━━ SELECTION ━━

It's super boring to me. I prefer brighter/darker polishes.


----------



## Lucy (Mar 25, 2009)

meh, i can take them or leave them. i prefer brights too.

just saw scrangie has some swatches:

Scrangie: OPI Princess Charming Collection


----------



## RoxRae (Mar 25, 2009)

I really like the looks of these colors! They'd be perfect to wear to work if you're in a conservative office environment.


----------



## TwinkletOes26 (Mar 25, 2009)

~Yawn~ lol...i like pink but darker brighter pink..maybe its just cos brighter pink stands out against my skin...they would be nice for a french manicure i guess


----------



## esha (Mar 25, 2009)

I like it, those are the types of colours I like to wear on my finger nails.


----------



## lolaB (Mar 25, 2009)

Originally Posted by *fingers* /img/forum/go_quote.gif meh, i can take them or leave them. i prefer brights too.
just saw scrangie has some swatches:

Scrangie: OPI Princess Charming Collection

That's a different collection. Actually, MDTK and GADTK are two of my favorite soft tone polishes that I own...not that I own that many.


----------



## magneticheart (Mar 25, 2009)

I like them!

I sometimes feel a bit weird wearing darker nail polishes so I like colours like this for everyday wear.


----------



## Bec688 (Mar 26, 2009)

Originally Posted by *fingers* /img/forum/go_quote.gif meh, i can take them or leave them. i prefer brights too.
just saw scrangie has some swatches:

Scrangie: OPI Princess Charming Collection

Scrangie does have up swatches of the Fairytale Bride Collection, though she also has the Princess Charming Collection there for comparison.






At First Sight






I Pink I Love You






Isn't It Romantic?






Otherwise Engaged


----------



## Karren (Mar 26, 2009)

Zzzzzzzzzzzzzzzzzzzzzzzzz.....


----------



## fawp (Mar 26, 2009)

From the swatches I like "I Pink I Love You" and "Isn't It Romantic" but I always have to see colors in person before I can decide.


----------



## bella1342 (Mar 26, 2009)

They're cute... kinda blah to me though. Right now I'm rocking MAC's Peppermint Patti! &lt;3


----------



## Johnnie (Mar 26, 2009)

I like I Pink I Love You. Very wearable.


----------



## blueangel1023 (Mar 26, 2009)

The colors are nice and neutral which is so me, but I already have all of the np's from the Princess Charming collection which are similar. However, that doesn't mean I won't spontaneously splurge on getting a polish or 2 from this collection. I'm keen on Isn't it Romantic and I Pink I love you


----------

━━━

OBJECTIVE:
Retype the passage of the nail polish discussion starting at "## bella1342 (Mar" and ending at "Johnnie (Mar 26, 2009)".

━━ PROVIDED DATA ━━

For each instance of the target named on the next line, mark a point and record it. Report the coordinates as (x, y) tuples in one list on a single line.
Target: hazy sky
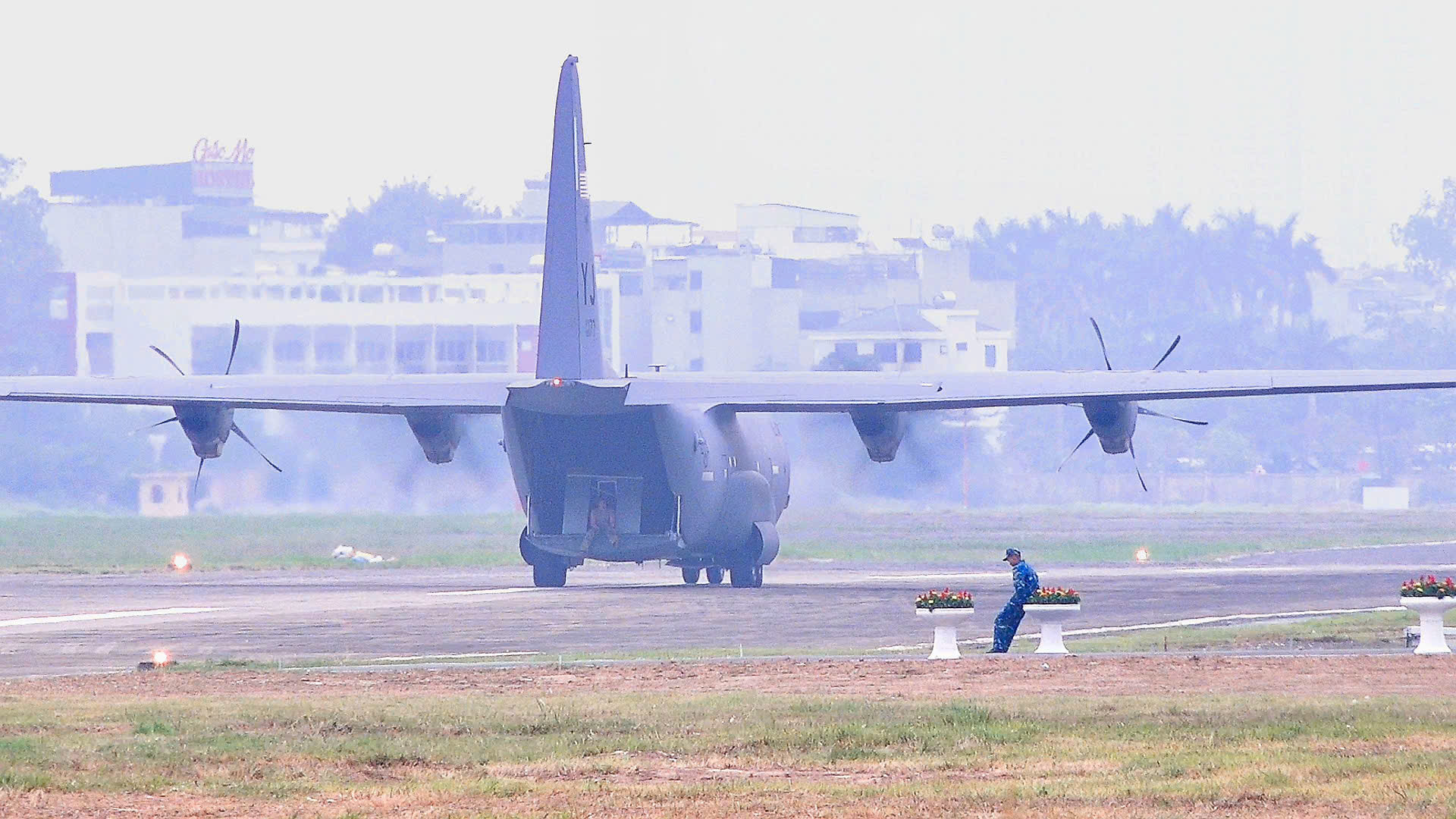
[(922, 114)]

━━━

COMPLETED EXERCISE:
## bella1342 (Mar 26, 2009)

They're cute... kinda blah to me though. Right now I'm rocking MAC's Peppermint Patti! &lt;3


----------



## Johnnie (Mar 26, 2009)